__SELECTION__:
[START]

First I use the webservice on hackyeaster.hacking-lab.com to find out which elements of the sha512 hash were taken into the shortened hash. To accomplish this i generate random 4-letter strings, calculate the sha512 hash and get the shortened hash from the webservice. I take the first element from the shortened hash and get the indices of all the matching elements in the sha512 hash. I repeat this with the next hash and only keep the indices which were there before – until I only have 1 left. Afterwards I move to the next element and repeat. This way I get get all exact positions which are used from the sha512 hash.
The second step was to bruteforce the passwords. Luckily no salt was used to hash the passwords, so I downloaded a wordlist with the top passwords and used it to bruteforce. I calculate the sha512 hashes of the passwords and whenever all elements of the shortened hash match with the positions in the sha512 hash I have a password.
Here is the full python script:

import hashlib
import urllib2
import random, string
url = "https://hackyeaster.hacking-lab.com/hackyeaster/hash?string="

[END]

__PROBLEM TO WORK ON__: Quote the hash-cracking write-up from "First I use the" down to "from the sha512 hash.".

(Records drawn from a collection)
[START]

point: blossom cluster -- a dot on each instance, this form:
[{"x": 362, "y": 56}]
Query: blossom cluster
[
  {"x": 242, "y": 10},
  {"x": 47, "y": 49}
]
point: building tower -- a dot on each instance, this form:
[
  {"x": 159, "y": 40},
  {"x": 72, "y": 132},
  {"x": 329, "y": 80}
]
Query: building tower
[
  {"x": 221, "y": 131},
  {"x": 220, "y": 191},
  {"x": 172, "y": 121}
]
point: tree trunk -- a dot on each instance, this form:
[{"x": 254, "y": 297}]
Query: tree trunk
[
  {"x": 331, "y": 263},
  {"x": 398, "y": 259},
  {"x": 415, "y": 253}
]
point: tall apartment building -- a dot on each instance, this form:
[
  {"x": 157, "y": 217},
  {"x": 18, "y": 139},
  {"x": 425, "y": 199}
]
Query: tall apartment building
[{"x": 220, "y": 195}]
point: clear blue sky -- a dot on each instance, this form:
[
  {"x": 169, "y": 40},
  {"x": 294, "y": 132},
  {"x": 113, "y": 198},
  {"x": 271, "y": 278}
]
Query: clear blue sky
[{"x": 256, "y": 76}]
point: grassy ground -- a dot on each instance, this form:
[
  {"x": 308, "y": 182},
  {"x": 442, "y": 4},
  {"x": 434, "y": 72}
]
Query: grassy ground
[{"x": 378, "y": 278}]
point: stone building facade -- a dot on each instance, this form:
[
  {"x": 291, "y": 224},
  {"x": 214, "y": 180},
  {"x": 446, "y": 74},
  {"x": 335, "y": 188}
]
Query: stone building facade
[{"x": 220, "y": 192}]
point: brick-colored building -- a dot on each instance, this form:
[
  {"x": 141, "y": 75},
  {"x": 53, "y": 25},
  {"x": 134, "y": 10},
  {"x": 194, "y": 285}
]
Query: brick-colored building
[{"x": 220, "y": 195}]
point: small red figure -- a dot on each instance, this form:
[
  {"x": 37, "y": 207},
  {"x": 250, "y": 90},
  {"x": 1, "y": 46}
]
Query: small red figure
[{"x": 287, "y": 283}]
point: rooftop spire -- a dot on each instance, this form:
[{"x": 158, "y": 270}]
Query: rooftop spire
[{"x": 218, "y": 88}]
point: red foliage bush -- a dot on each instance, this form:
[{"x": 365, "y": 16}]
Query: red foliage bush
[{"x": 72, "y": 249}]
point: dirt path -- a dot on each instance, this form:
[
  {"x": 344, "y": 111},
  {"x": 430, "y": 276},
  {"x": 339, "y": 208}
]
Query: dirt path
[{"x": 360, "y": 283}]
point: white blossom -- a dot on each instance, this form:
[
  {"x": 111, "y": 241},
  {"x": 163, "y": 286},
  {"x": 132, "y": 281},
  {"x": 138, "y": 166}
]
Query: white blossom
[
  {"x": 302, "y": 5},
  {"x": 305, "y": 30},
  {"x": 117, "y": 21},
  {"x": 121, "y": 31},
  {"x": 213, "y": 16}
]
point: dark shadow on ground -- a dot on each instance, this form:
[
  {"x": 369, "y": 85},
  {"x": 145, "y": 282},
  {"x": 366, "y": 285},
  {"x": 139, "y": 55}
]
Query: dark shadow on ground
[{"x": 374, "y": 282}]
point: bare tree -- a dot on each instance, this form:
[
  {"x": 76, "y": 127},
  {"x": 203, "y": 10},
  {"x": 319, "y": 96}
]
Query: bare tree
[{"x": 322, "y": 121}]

[END]

__SOLUTION FOR THIS PROBLEM__:
First I use the webservice on hackyeaster.hacking-lab.com to find out which elements of the sha512 hash were taken into the shortened hash. To accomplish this i generate random 4-letter strings, calculate the sha512 hash and get the shortened hash from the webservice. I take the first element from the shortened hash and get the indices of all the matching elements in the sha512 hash. I repeat this with the next hash and only keep the indices which were there before – until I only have 1 left. Afterwards I move to the next element and repeat. This way I get get all exact positions which are used from the sha512 hash.